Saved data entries
■ ■ ■ ■

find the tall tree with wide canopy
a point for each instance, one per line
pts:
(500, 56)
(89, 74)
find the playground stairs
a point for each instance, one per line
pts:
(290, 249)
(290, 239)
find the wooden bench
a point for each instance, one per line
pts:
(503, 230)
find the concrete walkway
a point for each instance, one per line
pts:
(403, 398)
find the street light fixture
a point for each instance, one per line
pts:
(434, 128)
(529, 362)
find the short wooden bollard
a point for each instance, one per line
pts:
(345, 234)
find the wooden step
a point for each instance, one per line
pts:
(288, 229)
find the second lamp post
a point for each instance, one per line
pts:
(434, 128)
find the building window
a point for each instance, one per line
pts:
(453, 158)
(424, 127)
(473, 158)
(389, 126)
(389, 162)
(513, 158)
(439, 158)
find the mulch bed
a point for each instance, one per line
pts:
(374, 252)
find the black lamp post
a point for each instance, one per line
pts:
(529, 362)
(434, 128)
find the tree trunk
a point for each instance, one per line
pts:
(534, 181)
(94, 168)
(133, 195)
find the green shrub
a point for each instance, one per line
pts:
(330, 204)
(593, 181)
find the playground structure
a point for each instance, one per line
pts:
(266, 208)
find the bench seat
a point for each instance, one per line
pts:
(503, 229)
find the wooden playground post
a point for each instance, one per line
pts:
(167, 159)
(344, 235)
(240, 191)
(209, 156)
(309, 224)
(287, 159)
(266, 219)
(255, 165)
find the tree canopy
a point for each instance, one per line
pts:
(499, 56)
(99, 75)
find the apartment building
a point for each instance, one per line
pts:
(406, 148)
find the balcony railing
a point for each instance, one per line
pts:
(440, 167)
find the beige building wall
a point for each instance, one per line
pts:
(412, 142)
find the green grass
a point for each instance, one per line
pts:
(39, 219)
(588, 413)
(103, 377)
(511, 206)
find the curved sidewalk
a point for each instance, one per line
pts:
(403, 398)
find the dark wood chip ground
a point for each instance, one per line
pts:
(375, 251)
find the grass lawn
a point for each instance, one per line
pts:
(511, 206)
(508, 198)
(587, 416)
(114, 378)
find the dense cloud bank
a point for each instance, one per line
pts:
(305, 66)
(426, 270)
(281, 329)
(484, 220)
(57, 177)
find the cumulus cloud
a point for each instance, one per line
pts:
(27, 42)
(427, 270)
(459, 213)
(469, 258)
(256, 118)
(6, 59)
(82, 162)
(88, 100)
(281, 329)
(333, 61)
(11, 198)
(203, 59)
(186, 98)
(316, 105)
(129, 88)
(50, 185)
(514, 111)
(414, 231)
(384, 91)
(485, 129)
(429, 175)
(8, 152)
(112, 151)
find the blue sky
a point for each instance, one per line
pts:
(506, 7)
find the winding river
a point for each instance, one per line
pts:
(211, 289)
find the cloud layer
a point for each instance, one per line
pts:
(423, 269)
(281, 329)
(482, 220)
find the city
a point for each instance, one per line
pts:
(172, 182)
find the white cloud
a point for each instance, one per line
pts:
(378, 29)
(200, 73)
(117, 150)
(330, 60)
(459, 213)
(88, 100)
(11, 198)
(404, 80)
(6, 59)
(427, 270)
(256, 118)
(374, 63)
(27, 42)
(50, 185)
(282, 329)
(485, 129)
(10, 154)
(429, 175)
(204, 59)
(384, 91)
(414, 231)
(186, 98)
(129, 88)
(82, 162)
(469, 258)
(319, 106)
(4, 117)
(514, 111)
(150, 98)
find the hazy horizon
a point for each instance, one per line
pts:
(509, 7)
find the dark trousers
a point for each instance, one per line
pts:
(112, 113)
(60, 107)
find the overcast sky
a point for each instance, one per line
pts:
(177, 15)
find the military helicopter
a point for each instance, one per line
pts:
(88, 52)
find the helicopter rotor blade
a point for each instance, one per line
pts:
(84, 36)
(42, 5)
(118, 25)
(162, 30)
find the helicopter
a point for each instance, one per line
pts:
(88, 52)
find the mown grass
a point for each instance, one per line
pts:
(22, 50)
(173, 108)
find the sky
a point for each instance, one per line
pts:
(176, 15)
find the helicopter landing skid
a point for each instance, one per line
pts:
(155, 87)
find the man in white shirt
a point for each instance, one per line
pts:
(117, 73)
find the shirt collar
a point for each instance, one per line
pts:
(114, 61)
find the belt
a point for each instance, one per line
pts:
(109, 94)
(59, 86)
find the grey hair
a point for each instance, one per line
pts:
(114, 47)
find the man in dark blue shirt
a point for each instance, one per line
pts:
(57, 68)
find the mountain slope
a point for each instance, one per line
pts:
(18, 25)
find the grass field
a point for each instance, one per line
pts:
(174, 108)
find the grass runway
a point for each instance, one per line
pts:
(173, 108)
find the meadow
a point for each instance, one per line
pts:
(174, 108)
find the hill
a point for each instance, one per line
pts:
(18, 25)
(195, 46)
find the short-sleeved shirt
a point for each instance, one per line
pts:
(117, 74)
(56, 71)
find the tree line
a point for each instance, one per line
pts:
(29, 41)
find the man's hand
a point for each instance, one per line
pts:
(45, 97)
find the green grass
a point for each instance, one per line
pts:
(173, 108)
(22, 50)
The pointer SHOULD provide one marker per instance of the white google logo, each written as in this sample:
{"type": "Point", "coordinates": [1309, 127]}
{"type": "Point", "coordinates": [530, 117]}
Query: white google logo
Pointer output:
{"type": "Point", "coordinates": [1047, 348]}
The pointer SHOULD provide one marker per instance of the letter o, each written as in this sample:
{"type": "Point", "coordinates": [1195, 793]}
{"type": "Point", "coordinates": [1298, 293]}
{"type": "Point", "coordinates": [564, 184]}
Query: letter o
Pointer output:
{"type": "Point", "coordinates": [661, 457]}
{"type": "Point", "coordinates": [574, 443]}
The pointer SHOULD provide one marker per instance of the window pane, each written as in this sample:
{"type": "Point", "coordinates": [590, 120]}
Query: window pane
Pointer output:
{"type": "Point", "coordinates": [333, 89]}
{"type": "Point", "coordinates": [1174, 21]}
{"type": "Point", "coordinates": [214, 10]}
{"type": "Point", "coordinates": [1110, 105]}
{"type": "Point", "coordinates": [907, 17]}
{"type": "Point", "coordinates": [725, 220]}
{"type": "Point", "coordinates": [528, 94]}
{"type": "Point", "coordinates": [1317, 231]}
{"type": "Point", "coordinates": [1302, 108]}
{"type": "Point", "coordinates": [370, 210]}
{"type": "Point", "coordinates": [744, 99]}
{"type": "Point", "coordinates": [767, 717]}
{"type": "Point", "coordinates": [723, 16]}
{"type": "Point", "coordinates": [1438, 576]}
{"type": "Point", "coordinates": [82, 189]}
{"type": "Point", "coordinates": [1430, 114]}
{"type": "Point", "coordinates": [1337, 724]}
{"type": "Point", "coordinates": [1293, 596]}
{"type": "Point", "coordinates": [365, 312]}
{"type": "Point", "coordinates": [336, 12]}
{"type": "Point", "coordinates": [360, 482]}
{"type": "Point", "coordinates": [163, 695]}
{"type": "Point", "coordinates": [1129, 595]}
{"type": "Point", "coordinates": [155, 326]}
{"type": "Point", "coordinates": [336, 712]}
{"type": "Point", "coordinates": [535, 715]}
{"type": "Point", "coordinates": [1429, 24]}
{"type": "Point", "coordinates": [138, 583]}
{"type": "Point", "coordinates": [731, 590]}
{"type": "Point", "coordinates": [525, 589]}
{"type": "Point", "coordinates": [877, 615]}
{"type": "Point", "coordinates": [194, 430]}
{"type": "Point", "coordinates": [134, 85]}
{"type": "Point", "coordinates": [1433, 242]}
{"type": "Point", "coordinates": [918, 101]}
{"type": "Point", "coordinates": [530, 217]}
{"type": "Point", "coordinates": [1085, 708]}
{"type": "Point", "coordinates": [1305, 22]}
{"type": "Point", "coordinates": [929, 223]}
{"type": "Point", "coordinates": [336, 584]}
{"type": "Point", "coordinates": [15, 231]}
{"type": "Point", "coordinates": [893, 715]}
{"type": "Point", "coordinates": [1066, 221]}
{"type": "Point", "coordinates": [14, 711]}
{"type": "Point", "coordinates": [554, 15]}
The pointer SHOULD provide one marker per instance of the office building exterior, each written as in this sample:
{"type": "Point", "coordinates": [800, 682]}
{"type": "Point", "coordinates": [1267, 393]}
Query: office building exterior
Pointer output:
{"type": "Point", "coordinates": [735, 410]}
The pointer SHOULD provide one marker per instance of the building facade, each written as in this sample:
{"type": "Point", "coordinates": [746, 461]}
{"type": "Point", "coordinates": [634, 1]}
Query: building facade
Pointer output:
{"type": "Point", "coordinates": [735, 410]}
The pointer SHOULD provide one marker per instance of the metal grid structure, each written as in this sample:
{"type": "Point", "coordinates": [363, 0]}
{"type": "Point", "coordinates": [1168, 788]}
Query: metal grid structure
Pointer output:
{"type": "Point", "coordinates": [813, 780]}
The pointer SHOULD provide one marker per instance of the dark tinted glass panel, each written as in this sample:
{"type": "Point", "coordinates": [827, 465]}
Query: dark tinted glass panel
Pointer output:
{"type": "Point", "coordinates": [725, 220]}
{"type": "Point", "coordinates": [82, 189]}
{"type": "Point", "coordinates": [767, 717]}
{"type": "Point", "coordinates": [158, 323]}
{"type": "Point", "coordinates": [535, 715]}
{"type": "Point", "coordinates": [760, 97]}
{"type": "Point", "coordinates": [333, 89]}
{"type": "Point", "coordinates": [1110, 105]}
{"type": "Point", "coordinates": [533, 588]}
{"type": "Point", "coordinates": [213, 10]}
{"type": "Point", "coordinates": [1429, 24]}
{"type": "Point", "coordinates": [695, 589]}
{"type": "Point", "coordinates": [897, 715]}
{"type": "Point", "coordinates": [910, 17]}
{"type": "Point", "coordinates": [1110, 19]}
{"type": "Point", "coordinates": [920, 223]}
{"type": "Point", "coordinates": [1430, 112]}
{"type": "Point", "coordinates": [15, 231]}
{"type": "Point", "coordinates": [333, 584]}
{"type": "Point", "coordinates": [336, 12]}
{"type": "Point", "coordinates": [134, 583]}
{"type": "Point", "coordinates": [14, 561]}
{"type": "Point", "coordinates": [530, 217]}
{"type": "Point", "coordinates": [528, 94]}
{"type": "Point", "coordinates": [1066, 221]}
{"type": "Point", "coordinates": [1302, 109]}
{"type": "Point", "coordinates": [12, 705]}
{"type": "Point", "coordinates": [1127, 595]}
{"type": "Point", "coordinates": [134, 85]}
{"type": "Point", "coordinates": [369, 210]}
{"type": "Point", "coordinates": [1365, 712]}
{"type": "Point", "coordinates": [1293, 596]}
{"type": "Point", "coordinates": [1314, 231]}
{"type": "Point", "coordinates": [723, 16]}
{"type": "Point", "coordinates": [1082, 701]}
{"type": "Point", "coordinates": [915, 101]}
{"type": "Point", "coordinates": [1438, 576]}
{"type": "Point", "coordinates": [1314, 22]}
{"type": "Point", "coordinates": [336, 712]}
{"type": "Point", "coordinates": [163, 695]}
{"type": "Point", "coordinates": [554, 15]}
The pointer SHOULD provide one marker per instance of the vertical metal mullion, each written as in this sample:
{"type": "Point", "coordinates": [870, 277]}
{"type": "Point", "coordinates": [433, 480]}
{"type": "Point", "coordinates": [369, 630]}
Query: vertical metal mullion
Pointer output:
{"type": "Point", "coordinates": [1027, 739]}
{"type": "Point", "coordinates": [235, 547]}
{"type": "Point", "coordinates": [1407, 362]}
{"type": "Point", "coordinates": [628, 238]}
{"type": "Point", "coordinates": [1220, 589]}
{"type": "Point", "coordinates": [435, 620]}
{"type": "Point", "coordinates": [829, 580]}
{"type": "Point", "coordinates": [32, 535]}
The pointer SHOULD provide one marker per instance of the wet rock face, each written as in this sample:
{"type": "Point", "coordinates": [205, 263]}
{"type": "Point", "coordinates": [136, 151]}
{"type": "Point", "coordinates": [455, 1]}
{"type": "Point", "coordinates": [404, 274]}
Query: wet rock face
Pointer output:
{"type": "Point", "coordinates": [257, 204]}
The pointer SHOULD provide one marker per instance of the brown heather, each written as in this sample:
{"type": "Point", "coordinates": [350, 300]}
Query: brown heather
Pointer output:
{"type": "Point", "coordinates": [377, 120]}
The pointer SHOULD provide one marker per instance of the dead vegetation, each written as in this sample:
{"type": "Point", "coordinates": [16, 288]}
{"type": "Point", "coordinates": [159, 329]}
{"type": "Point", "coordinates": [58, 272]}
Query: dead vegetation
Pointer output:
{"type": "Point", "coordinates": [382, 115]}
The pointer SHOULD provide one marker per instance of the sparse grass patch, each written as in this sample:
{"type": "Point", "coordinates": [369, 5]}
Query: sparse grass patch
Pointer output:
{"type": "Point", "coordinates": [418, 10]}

■ ■ ■ ■

[Work instructions]
The expected output is each line of the records above that includes the word "vertical".

[Task result]
The pointer SHOULD provide one marker per instance of the vertical metal mullion, each written as in this sample:
Query: vertical metal mullion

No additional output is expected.